⟨

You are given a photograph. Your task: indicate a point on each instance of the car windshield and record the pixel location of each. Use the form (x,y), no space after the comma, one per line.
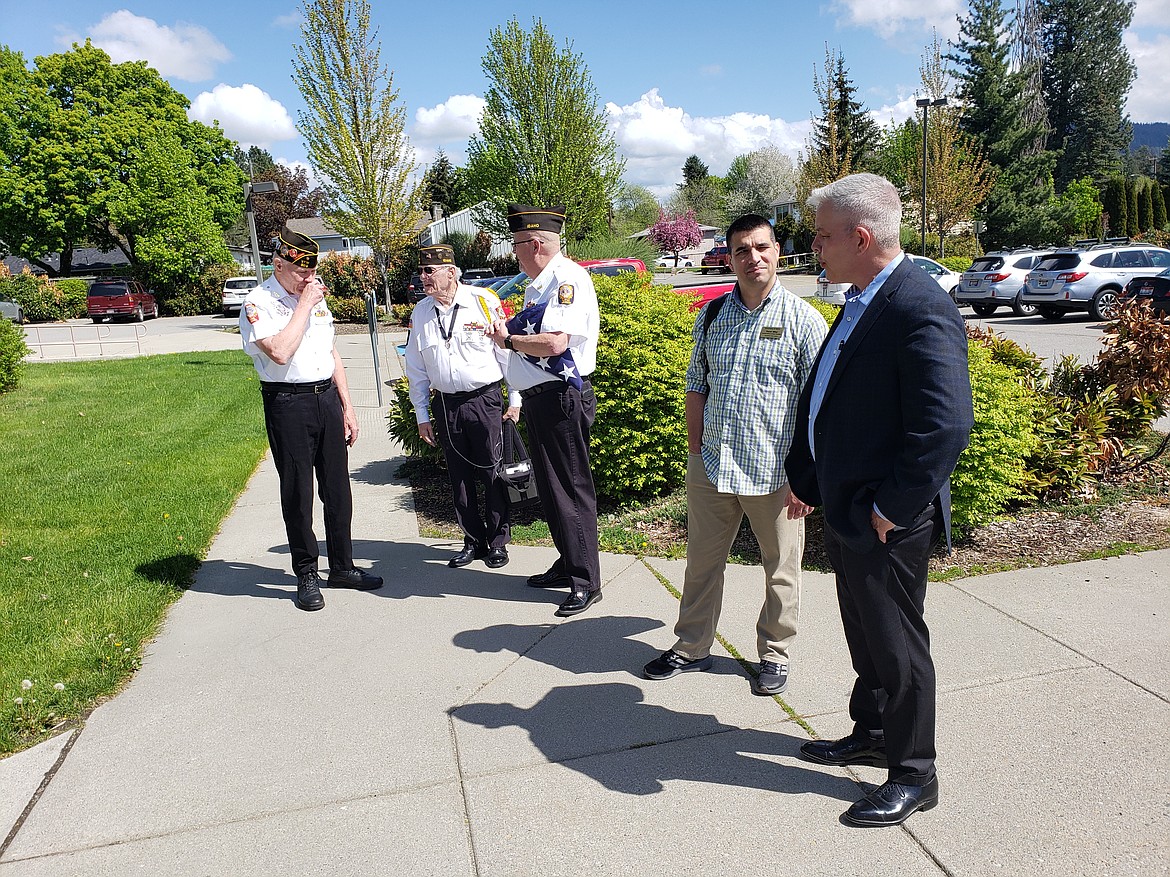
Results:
(1059,263)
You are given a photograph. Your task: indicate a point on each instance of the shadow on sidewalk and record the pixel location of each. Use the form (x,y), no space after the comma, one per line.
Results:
(648,745)
(575,648)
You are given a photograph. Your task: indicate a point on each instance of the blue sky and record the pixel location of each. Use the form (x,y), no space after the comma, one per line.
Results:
(715,80)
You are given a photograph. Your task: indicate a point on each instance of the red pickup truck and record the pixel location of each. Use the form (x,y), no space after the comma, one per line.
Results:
(717,259)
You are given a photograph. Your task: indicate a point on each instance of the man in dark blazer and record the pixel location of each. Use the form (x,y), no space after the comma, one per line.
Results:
(880,425)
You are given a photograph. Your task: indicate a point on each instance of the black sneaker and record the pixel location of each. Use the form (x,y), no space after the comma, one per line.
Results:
(308,592)
(358,579)
(772,679)
(670,663)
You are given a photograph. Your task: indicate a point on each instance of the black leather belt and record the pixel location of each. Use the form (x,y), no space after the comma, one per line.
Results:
(470,393)
(550,385)
(315,388)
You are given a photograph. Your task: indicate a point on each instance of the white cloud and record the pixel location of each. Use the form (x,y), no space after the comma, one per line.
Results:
(1151,13)
(656,139)
(185,52)
(1147,99)
(246,114)
(892,16)
(456,118)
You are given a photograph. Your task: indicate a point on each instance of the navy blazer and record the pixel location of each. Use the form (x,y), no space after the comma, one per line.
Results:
(895,416)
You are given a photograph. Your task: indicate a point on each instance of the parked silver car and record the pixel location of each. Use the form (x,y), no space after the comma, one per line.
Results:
(1089,280)
(996,280)
(11,310)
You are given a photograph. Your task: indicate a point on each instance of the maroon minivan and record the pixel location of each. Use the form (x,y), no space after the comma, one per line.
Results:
(119,298)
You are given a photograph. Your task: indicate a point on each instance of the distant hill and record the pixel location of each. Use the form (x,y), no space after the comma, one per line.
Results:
(1154,135)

⟩

DEINE AUFGABE: Schreib die Zeilen der Einträge noch einmal vollständig ab, beginnend mit der Zeile, die „of the distant“ enthält, und endend mit dem Schluss der Einträge, den Text jeder Zeile inbegriffen. Erhöhe dabei jede Zahl in den Koordinaten um 101 und lass alles andere unverändert.

LÖSUNG:
You are given a photograph. Your task: indicate a point on each instance of the distant hill and record the pixel location of each. Use the form (x,y), no space after the comma, one per line.
Results:
(1255,236)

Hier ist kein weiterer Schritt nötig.